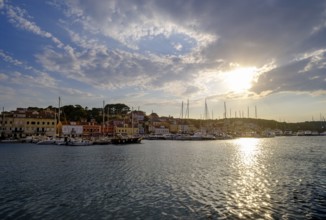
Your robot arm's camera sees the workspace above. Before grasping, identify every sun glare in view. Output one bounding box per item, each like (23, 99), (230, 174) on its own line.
(225, 67), (257, 93)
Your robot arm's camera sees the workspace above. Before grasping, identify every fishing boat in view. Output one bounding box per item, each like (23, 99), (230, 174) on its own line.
(66, 139), (93, 146)
(111, 134), (142, 144)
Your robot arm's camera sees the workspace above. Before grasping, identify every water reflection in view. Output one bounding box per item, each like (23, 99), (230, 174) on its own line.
(228, 138), (272, 219)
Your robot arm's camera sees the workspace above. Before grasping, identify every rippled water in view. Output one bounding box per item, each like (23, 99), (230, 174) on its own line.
(0, 137), (326, 219)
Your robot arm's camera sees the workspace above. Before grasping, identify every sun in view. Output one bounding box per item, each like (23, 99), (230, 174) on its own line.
(224, 67), (257, 93)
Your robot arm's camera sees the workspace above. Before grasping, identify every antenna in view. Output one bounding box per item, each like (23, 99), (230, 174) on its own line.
(224, 102), (226, 119)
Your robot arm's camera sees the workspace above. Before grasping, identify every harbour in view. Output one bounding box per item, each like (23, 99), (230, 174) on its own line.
(0, 136), (326, 219)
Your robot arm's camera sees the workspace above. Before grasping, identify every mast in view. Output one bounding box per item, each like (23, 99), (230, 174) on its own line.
(255, 105), (257, 119)
(224, 102), (226, 119)
(131, 107), (134, 136)
(58, 96), (61, 122)
(102, 100), (105, 135)
(1, 107), (5, 136)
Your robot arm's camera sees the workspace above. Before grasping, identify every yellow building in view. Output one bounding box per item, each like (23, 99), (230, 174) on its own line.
(114, 127), (139, 135)
(0, 109), (56, 138)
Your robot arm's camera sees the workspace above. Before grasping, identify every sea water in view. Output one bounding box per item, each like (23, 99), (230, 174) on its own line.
(0, 137), (326, 219)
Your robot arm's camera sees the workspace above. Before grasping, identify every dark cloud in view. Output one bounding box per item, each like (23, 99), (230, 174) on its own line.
(252, 55), (326, 94)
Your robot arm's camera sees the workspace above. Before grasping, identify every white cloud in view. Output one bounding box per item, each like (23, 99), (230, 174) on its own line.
(6, 5), (64, 48)
(0, 73), (8, 81)
(62, 1), (218, 49)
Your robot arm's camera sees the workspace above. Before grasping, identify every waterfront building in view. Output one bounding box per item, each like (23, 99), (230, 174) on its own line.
(154, 126), (170, 135)
(62, 123), (83, 137)
(0, 108), (55, 138)
(115, 125), (139, 135)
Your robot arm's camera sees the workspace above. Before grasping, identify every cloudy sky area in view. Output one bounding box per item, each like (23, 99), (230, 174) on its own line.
(0, 0), (326, 122)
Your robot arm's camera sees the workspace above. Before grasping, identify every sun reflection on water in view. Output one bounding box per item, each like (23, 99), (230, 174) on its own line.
(229, 138), (271, 219)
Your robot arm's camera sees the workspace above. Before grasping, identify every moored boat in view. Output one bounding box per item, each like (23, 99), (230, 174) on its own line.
(111, 134), (142, 144)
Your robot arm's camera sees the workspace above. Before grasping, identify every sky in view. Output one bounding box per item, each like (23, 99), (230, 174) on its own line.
(0, 0), (326, 122)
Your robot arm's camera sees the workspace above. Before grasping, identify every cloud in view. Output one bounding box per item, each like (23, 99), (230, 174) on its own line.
(252, 50), (326, 94)
(60, 1), (217, 50)
(6, 4), (64, 48)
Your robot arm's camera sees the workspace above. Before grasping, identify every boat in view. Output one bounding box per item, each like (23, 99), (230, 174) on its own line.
(111, 134), (142, 144)
(0, 139), (21, 143)
(93, 137), (111, 145)
(65, 139), (93, 146)
(36, 138), (56, 145)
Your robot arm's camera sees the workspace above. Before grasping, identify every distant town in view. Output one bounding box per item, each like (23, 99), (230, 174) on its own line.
(0, 103), (326, 139)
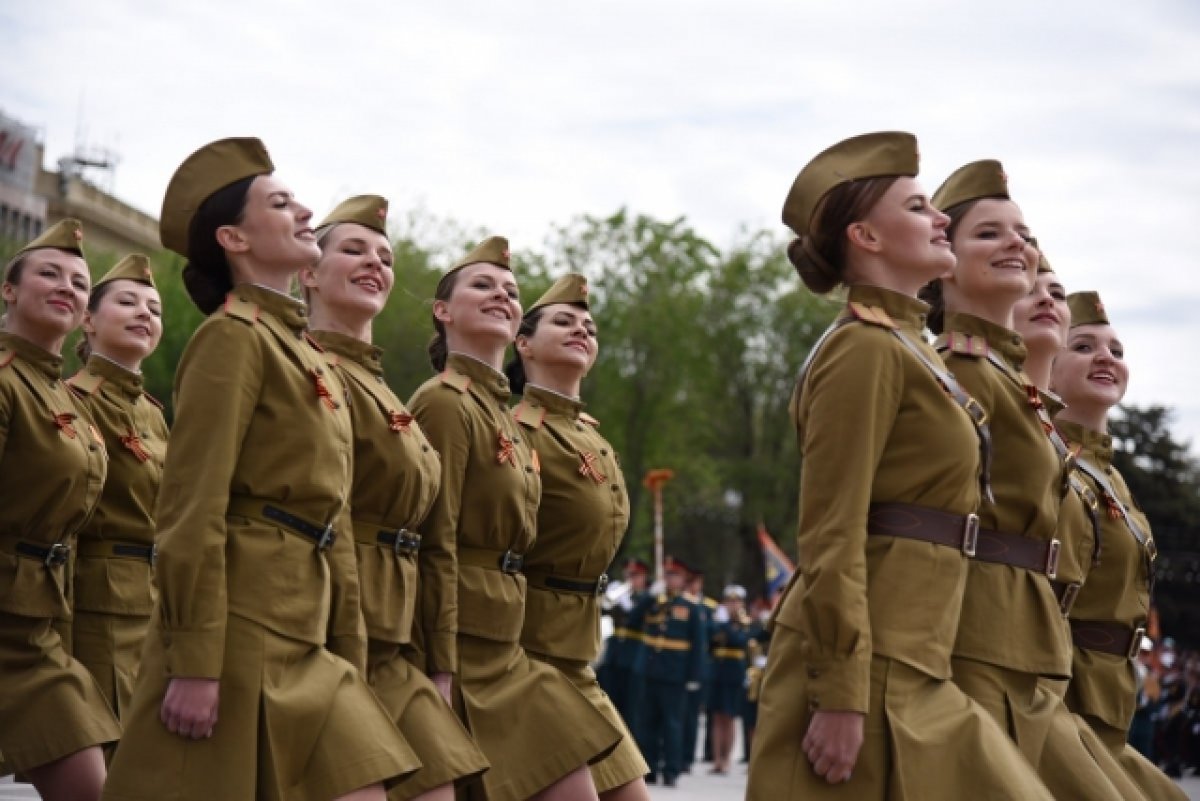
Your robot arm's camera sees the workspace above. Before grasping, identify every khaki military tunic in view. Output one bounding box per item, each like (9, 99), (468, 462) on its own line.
(1056, 421), (1184, 800)
(67, 354), (168, 716)
(514, 384), (650, 793)
(0, 331), (120, 771)
(943, 313), (1070, 765)
(103, 284), (420, 801)
(409, 353), (620, 801)
(312, 331), (487, 801)
(746, 287), (1050, 801)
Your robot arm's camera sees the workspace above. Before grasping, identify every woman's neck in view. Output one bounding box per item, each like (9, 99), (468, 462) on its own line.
(308, 301), (372, 344)
(4, 311), (67, 356)
(446, 330), (509, 372)
(1055, 403), (1109, 434)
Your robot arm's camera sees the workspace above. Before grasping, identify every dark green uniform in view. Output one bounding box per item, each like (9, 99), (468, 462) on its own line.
(0, 331), (120, 771)
(67, 354), (168, 716)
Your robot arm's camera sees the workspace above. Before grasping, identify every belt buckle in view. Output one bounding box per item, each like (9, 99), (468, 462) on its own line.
(500, 548), (524, 576)
(1045, 537), (1062, 578)
(1126, 626), (1146, 660)
(962, 512), (979, 556)
(317, 523), (337, 550)
(962, 397), (988, 426)
(42, 542), (71, 567)
(1058, 582), (1082, 618)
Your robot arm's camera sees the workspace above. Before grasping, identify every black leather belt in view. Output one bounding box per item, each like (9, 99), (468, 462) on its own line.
(458, 548), (524, 576)
(227, 498), (337, 550)
(526, 573), (608, 595)
(13, 541), (71, 567)
(78, 540), (158, 566)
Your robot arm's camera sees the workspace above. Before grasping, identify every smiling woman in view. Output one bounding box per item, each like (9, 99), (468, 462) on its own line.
(0, 219), (120, 801)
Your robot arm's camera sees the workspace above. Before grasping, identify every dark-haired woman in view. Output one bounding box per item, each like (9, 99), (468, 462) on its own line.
(0, 219), (120, 801)
(1050, 291), (1186, 801)
(746, 133), (1050, 801)
(409, 236), (620, 801)
(301, 195), (487, 801)
(505, 273), (649, 801)
(104, 139), (419, 801)
(67, 254), (167, 717)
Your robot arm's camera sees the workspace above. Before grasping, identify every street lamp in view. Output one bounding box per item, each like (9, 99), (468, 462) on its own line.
(642, 468), (674, 582)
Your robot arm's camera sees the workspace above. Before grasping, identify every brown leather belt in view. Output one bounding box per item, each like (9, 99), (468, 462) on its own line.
(458, 548), (524, 576)
(526, 571), (608, 595)
(974, 529), (1062, 579)
(866, 504), (979, 556)
(77, 540), (158, 566)
(1050, 580), (1084, 615)
(1070, 620), (1146, 660)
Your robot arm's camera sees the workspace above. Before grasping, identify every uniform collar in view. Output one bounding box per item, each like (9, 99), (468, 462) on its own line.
(233, 284), (308, 332)
(84, 354), (143, 398)
(946, 312), (1028, 369)
(1055, 420), (1112, 468)
(522, 384), (583, 420)
(847, 284), (929, 331)
(446, 351), (512, 401)
(310, 331), (383, 377)
(0, 331), (62, 379)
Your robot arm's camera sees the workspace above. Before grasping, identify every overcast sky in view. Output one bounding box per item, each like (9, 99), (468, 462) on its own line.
(0, 0), (1200, 444)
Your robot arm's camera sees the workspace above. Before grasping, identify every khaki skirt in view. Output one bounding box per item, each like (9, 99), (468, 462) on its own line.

*What you will do*.
List each line of the material above that contains the string "woman".

*Expected answer*.
Your robot arm's camera sees the workspace above. Before grasping, identify every woman's neck in view. Output one bounding box per item, each like (9, 99), (468, 462) on its own line.
Your robot arm's camera sees the workspace above. Before grasping, identify every smiling woman in view. Output one bounding box per item, each like (9, 99), (468, 462) on its own line.
Your robot arm's camera sees the workspace above. Before grasping, identify every dark-haired woman in view. Output one bounding box per item, each like (9, 99), (468, 462) on its own line.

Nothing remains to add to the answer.